**Direction**
Count the lines in the material below that contain the string "shoreline" and reply with only that number.

**Dataset rows**
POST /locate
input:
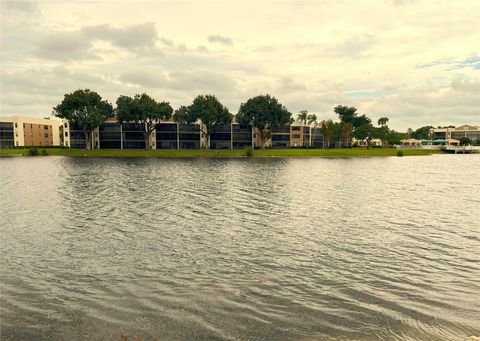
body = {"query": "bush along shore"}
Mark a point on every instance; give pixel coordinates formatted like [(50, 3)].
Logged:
[(247, 152)]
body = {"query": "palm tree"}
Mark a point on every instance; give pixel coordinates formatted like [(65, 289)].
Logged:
[(328, 131), (346, 128)]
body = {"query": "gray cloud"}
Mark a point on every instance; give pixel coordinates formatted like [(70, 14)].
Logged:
[(353, 47), (27, 7), (198, 80), (216, 38), (145, 78), (63, 46), (166, 41), (460, 84), (130, 37)]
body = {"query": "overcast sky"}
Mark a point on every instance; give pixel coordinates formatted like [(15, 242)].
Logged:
[(416, 62)]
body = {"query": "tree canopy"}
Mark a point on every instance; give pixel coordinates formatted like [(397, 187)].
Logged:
[(306, 118), (345, 113), (265, 113), (86, 109), (143, 110), (207, 109)]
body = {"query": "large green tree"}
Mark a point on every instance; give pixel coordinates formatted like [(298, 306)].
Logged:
[(306, 118), (424, 133), (85, 109), (207, 109), (345, 113), (143, 110), (265, 113), (365, 132)]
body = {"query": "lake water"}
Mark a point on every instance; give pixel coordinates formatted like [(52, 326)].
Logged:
[(237, 249)]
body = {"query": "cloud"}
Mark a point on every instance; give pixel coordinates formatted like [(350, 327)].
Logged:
[(145, 78), (129, 37), (216, 38), (26, 7), (191, 81), (462, 85), (63, 46)]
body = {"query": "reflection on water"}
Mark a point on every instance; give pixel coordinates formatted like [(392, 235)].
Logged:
[(266, 249)]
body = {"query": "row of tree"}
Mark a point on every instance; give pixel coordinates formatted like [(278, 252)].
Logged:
[(352, 125), (88, 110)]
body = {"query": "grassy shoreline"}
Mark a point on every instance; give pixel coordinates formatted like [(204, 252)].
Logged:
[(352, 152)]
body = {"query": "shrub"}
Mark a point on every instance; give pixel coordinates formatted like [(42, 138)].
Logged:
[(248, 151), (32, 151)]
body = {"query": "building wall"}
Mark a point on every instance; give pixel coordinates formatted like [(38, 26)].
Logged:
[(472, 132), (7, 135), (30, 131), (37, 134)]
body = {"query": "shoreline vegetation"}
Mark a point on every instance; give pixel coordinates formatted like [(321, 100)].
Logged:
[(293, 152)]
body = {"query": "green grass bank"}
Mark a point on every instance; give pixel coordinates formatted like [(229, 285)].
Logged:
[(352, 152)]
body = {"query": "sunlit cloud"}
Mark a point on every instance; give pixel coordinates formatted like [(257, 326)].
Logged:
[(417, 62)]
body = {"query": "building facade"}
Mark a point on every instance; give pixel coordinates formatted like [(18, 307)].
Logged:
[(468, 131), (166, 135), (18, 131)]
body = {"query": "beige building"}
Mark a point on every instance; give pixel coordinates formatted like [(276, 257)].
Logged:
[(20, 131)]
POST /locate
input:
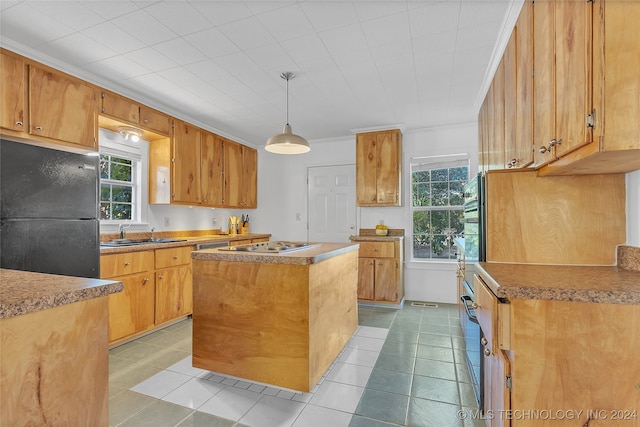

**Solution**
2